Reproduce all of the data that follows, character for character.

►

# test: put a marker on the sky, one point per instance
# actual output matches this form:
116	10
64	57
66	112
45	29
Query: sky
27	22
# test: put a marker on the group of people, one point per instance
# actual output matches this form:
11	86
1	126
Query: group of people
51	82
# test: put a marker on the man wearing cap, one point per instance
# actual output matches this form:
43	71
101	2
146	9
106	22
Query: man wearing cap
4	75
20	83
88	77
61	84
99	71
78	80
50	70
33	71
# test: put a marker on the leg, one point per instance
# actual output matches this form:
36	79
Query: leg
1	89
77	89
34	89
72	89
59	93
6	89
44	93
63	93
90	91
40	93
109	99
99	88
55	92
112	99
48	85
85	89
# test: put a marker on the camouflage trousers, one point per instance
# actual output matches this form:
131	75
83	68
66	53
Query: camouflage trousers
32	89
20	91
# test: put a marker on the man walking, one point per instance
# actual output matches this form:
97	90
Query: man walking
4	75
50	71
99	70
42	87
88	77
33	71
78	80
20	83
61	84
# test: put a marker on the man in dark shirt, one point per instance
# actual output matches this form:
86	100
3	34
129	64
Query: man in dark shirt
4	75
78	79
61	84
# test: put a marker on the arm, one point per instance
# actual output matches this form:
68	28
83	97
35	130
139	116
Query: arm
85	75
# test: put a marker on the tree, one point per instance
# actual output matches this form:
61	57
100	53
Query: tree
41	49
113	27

◄

## [Reply]
# test: put a marker on the sky, one point per instance
# actual output matches this form:
116	10
64	57
66	112
45	29
Query: sky
27	22
# test: put a marker on the group of people, one point per instance
# actual output matches this form:
11	86
1	126
Query: group of people
51	82
# test: put a marker on the man wearing cap, one point per instance
# actual output matches this form:
43	71
101	2
146	9
106	22
Query: man wearing cap
4	75
20	83
88	77
61	84
99	71
78	80
50	70
33	71
# test: put a marker on the leg, one point per instance
# actual output matches this form:
36	79
Query: leg
1	89
77	89
34	89
72	89
59	93
6	89
44	93
63	93
90	91
40	93
109	99
99	88
55	92
112	99
48	85
85	89
# test: put a marker on the camouflage trousers, one point per instance
# actual output matches this form:
131	75
83	68
66	53
Query: camouflage trousers
32	89
20	91
# test: put a marker on the man walking, one point per instance
# actual output matches this form:
97	90
Query: man walking
4	75
50	71
99	70
42	87
88	77
33	71
78	80
20	83
61	84
# test: put a marker on the man in dark shirt, one point per instance
# actual output matches this form:
86	100
3	34
129	64
Query: man in dark shirt
4	75
78	79
61	84
# test: put a marker on the arm, one point per instance
# actual output matches this form:
68	28
83	97
35	130
139	116
Query: arm
85	75
# test: put a marker on the tree, one point per instance
# actual output matches this form:
61	57
100	53
Query: tree
41	49
113	27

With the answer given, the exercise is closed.